EXERCISE REQUIREMENTS:
Type out the data again. Keep every line exactly the same.

*** Block opens ***

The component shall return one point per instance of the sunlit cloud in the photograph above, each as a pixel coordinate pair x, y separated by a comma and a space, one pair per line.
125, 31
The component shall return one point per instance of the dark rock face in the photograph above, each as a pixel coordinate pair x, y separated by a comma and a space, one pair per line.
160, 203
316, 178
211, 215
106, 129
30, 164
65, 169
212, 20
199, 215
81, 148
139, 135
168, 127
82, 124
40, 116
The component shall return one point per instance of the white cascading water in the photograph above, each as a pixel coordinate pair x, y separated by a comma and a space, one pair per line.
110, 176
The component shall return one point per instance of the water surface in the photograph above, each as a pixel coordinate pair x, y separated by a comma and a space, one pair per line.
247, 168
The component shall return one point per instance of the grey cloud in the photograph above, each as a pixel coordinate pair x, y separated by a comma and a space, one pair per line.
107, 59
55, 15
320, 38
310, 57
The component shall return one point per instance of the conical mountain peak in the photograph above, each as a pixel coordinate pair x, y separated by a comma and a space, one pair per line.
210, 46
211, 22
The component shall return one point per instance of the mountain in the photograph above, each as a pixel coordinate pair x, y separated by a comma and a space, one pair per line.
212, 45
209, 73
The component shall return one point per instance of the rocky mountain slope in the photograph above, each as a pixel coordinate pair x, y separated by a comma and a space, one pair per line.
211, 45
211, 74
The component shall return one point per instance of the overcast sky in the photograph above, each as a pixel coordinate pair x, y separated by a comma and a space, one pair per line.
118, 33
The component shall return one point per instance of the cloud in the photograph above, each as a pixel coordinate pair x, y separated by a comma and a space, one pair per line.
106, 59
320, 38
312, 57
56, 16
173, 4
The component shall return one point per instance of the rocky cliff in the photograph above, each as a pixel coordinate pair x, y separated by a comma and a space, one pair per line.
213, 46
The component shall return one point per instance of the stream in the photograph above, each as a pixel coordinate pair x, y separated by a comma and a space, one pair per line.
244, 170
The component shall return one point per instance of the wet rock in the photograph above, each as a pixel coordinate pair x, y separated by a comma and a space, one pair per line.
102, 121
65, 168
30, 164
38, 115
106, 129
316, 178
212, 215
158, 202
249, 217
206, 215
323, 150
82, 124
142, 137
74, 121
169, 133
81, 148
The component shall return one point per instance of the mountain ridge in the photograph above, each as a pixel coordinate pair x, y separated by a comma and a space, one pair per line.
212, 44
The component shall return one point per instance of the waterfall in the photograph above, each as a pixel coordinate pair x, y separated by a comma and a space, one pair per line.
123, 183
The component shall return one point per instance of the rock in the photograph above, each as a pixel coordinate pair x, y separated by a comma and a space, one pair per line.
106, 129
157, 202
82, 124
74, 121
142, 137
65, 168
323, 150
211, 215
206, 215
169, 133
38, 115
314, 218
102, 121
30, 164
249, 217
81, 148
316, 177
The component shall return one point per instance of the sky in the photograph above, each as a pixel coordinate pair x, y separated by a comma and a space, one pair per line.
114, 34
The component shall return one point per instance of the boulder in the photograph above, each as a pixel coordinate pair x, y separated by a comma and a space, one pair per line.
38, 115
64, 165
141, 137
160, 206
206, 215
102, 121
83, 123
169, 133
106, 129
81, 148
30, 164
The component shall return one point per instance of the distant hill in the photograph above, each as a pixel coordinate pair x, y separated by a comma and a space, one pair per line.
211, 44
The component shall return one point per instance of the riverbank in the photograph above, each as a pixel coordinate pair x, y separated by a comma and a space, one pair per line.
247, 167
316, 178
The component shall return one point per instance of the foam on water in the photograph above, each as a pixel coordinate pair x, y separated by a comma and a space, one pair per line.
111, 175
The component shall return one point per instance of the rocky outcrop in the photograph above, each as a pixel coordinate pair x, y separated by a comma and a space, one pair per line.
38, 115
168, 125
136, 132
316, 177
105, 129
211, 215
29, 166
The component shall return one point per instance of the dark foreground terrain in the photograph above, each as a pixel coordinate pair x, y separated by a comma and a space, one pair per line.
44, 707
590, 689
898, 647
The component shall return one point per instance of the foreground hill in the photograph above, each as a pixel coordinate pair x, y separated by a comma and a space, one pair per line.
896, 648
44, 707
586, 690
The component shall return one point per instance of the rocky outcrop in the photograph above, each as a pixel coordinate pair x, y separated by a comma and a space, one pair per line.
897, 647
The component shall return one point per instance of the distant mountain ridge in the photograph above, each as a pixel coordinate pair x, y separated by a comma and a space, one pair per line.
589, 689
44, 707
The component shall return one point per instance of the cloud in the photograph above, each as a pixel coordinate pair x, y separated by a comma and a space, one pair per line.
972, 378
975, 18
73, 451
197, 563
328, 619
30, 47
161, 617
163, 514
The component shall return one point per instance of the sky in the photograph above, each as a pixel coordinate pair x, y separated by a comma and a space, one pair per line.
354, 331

*** Block closes ***

REPLY:
The component shall return one point per instance of the sunlit cloud in the photograph above, each as a pixel coordinate pair x, y separated by a comma and a space, one pair per line.
125, 31
The component shall return one point per instance of the dark rock face in the photograph above, each as a pixel coordinate pair x, y separated by a comma and a space, one pair per line.
160, 203
316, 178
211, 215
106, 129
30, 164
65, 169
212, 20
199, 215
81, 148
139, 135
168, 127
82, 124
40, 116
The component shall return one point per instance of the white cascading water in the photograph above, each as a pixel coordinate pair x, y separated by a comma and a space, one pair per line.
110, 176
The component shall return one point per instance of the water surface in the photograph above, each as a pixel coordinate pair x, y separated by a comma and a space, one pair per line.
247, 168
The component shall return one point per instance of the grey cloud in the photograph above, each as a pixel coordinate pair x, y separated by a comma and a space, one pair per line.
107, 59
55, 15
320, 38
310, 57
The component shall return one point per instance of the conical mountain peak in the photograph above, each as a pixel coordinate pair x, y separated by a comma and a space, one pair per line.
210, 46
211, 22
The component shall return one point per instance of the mountain in the photograph above, each as a pixel coordinate pair x, y separated by a comma and a space, one pair per line.
212, 45
209, 73
The component shall return one point per instance of the rocky mountain slope in the photograph above, each as a pixel coordinate pair x, y separated by a comma and a space, one pair per line.
211, 45
211, 74
The component shall return one point per instance of the overcast sky in the photograph above, each as a pixel coordinate pair x, y separated by a comma and a space, one pair per line.
118, 33
The component shall return one point per instance of the cloud in the photograph above, each as a pixel coordinate pair x, y separated by a comma and a space, one pair per line.
106, 59
320, 38
312, 57
56, 16
173, 4
The component shall return one point per instance of the rocky cliff in the photograph above, each as a pixel coordinate pair x, y separated by a comma and a space, one pair per line.
213, 46
The component shall return one point per instance of the stream in the photograph above, each as a pixel coordinate pair x, y separated by a comma and a space, one pair per line.
244, 170
The component shall return one point per instance of the wet rock in the photograph above, each as a pixel coordinate pair x, y separated by a comma and a space, one pair per line.
102, 121
65, 168
30, 164
38, 115
106, 129
316, 178
212, 215
158, 202
249, 217
206, 215
323, 150
82, 124
142, 137
74, 121
169, 133
81, 148
The component shall return one point per instance of the mountain ridge in the photograph above, each as a pixel coordinate pair x, y separated by a comma and a space, one pair per line.
212, 44
The component shall return one point per instance of the waterfall in the photograph above, each as a pixel coordinate pair x, y separated by a comma and a space, one pair per line.
123, 183
The component shall return one point per instance of the rock in the photograph above, each as a pixel coordinate pair x, y separated by a comma and a space, one pair per line.
106, 129
157, 202
82, 124
74, 121
142, 137
65, 168
323, 150
211, 215
206, 215
169, 133
38, 115
314, 218
102, 121
30, 164
249, 217
81, 148
316, 177
The component shall return one point per instance of the sky in the photograph above, each as a pixel coordinate pair x, y separated by a comma and a space, one pair per line.
114, 34
The component shall return one point per instance of the boulder in the photograph above, each as a pixel coordinate pair x, y separated by a comma and a space, one pair per line.
38, 115
64, 165
141, 137
160, 206
206, 215
102, 121
83, 123
169, 133
106, 129
81, 148
30, 164
The component shall return one point per instance of the distant hill in the photograph above, each as a pixel coordinate pair x, y separated by a comma and a space, one pair per line.
211, 44
The component shall return one point per instance of the riverbank in the photograph above, each as a pixel coordinate pair x, y separated by a comma and a space, one pair per line.
247, 167
316, 178
The component shall return one point per instance of the foam on water in the photograph above, each as a pixel coordinate pair x, y separated by a comma and a space, one pair per line.
111, 175
The component shall return one point per instance of the rocky outcrop in the photograph above, each as a pixel coordinate pair x, y separated by a comma and a space, one pair per line.
38, 115
168, 125
136, 132
316, 177
105, 129
211, 215
29, 166
The component shall return one point per instance of the dark foreground terrain in the photograph above, each as a pixel coordinate pair x, y separated by a comma and a space, one pair per line.
44, 707
590, 689
898, 647
The component shall return one point per instance of the foreground hill in the photograph above, each as a pixel coordinate pair x, y separated by a comma and a space, one pair per line.
896, 648
44, 707
586, 690
The component shall return one point per instance of the rocky outcrop in the photograph above, each as a pixel coordinate pair x, y separated by a comma and a space, one pair per line.
897, 647
The component shall return one point per instance of the distant mountain ridge in the photograph above, each as a pixel coordinate pair x, y separated by a comma and a space, one pair per line.
589, 689
44, 707
The component shall return one point per instance of the cloud in the photograph above, each as a pixel coordinate pair x, y separated by a comma and a space, one pair per line.
972, 378
975, 18
73, 451
197, 563
328, 619
30, 47
161, 617
163, 514
The component shall return one point per instance of the sky in the photograph above, each as a pixel coordinate pair x, y separated by a comma and a space, one pair per line.
354, 331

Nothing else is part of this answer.